§ Stated goal
You are to retype all of the data exactly as it appears.

╭─ Information shown

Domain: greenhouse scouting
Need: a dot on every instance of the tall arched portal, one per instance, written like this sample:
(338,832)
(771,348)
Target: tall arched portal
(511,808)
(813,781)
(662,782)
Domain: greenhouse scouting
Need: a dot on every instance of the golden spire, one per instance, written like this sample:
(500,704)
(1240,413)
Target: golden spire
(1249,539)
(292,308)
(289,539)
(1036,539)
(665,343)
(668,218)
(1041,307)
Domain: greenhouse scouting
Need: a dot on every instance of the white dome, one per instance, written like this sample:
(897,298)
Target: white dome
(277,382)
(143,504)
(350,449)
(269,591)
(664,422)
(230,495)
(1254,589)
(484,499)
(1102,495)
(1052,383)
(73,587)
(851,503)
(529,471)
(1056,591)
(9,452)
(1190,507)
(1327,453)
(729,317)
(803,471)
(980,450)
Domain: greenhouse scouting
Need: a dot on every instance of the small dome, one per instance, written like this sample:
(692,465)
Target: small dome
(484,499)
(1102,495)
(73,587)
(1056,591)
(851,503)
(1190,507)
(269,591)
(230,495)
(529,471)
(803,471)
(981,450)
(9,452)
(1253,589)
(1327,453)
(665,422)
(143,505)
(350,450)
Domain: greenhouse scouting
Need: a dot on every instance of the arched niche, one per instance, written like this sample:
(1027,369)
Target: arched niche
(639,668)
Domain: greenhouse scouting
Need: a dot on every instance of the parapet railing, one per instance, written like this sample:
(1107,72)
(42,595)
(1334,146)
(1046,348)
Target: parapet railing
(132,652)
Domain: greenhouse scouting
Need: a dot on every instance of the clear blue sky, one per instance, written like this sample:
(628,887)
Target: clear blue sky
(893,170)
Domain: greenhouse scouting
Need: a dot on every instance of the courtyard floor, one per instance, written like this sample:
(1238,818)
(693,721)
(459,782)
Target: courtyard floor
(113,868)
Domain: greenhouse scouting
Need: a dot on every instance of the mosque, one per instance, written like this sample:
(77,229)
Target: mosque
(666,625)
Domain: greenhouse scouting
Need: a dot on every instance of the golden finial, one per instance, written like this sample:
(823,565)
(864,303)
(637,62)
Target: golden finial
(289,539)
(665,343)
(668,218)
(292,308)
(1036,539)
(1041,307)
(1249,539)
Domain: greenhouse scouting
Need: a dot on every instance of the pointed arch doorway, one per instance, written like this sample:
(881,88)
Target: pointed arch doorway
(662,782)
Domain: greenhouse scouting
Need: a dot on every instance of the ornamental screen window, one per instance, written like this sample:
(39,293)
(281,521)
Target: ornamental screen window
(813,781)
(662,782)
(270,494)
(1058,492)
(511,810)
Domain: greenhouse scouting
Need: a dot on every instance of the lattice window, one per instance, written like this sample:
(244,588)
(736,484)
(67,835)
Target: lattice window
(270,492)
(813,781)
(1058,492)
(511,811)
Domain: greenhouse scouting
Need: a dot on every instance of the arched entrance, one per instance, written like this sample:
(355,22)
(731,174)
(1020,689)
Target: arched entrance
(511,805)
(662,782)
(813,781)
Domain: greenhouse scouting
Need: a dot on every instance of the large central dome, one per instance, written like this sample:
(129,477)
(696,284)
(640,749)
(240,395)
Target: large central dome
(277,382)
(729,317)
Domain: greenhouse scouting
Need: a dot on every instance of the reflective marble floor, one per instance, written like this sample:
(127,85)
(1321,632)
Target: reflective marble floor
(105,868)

╰─

§ The reply
Domain: greenhouse scouting
Need: a dot on every instance of the tall arched portal, one per instance, written like this sample:
(338,832)
(771,348)
Target: tall arched portal
(511,808)
(813,781)
(662,782)
Domain: greenhouse scouting
Need: a dot on every instance of the golden spire, one per instance, written like this sample:
(500,704)
(1240,413)
Target: golden spire
(1249,539)
(292,308)
(289,539)
(1036,539)
(665,343)
(668,218)
(1041,307)
Domain: greenhouse scouting
Need: a dot on every instance of the white dome, one per instance, written like this sample:
(897,298)
Target: white dome
(277,382)
(143,504)
(350,449)
(269,591)
(664,422)
(230,495)
(1254,589)
(484,499)
(1102,495)
(1052,383)
(73,587)
(851,503)
(529,471)
(1056,591)
(9,452)
(1190,507)
(1327,453)
(729,317)
(803,471)
(980,450)
Domain: greenhouse scouting
Need: a dot on every instance of the small dome, one per instance, written like this sample:
(692,465)
Target: small dome
(484,499)
(1102,495)
(73,587)
(1056,591)
(851,503)
(1190,507)
(269,591)
(230,495)
(529,471)
(803,471)
(981,450)
(9,452)
(1253,589)
(1327,453)
(665,422)
(143,505)
(350,450)
Domain: greenhouse scouting
Need: a dot on every instance of the arched niche, one per instance, written like this sample:
(1027,369)
Target: arched niche
(639,668)
Domain: greenhouse scouting
Need: a dot on every instance of the parapet railing, one per instance, written like this sample:
(1107,72)
(42,595)
(1334,146)
(1046,348)
Target: parapet railing
(132,652)
Domain: greenhouse scouting
Need: a dot on every instance of the clear blue sky, one per instance, written like this sample:
(628,887)
Target: clear blue sky
(893,170)
Domain: greenhouse scouting
Need: a dot on every instance of the courtyard floor, one per instance, written like this sample:
(1238,818)
(693,721)
(459,782)
Target: courtyard floor
(113,868)
Domain: greenhouse scouting
Need: a dot on every instance of the mosque, one per instance, written like this sample:
(77,229)
Target: mosque
(666,625)
Domain: greenhouse scouting
Need: a dot on every instance of the golden finial, one per instance, written like this sample:
(823,565)
(864,303)
(637,62)
Target: golden finial
(289,539)
(665,343)
(668,218)
(292,308)
(1036,539)
(1041,307)
(1249,539)
Domain: greenhouse scouting
Need: a dot on every instance of the pointed arch doorway, one per instance, written like this sample:
(881,88)
Target: pointed arch doorway
(662,782)
Domain: greenhouse scouting
Need: a dot on every instance of the ornamental screen window, one per instance, written like this sample:
(39,293)
(281,521)
Target: ornamental screen window
(813,781)
(662,782)
(270,494)
(1058,492)
(511,810)
Domain: greenhouse scouting
Need: a dot on every instance of the lattice window, one per instance, written like this sample:
(244,588)
(736,484)
(67,835)
Target: lattice window
(270,492)
(813,781)
(1058,492)
(511,811)
Domain: greenhouse scouting
Need: a dot on every instance of the arched entrance, one per instance, written like this sample:
(355,22)
(731,174)
(1020,689)
Target: arched entrance
(511,805)
(662,782)
(813,781)
Domain: greenhouse scouting
Need: a dot on every instance of the large central dome, one per instance, written like this sample:
(129,477)
(696,284)
(640,749)
(240,395)
Target: large central dome
(277,382)
(729,317)
Domain: greenhouse scouting
Need: a dot on every instance of the reflective marble floor, one per instance, written like this sample:
(127,85)
(1321,632)
Target: reflective marble floor
(105,868)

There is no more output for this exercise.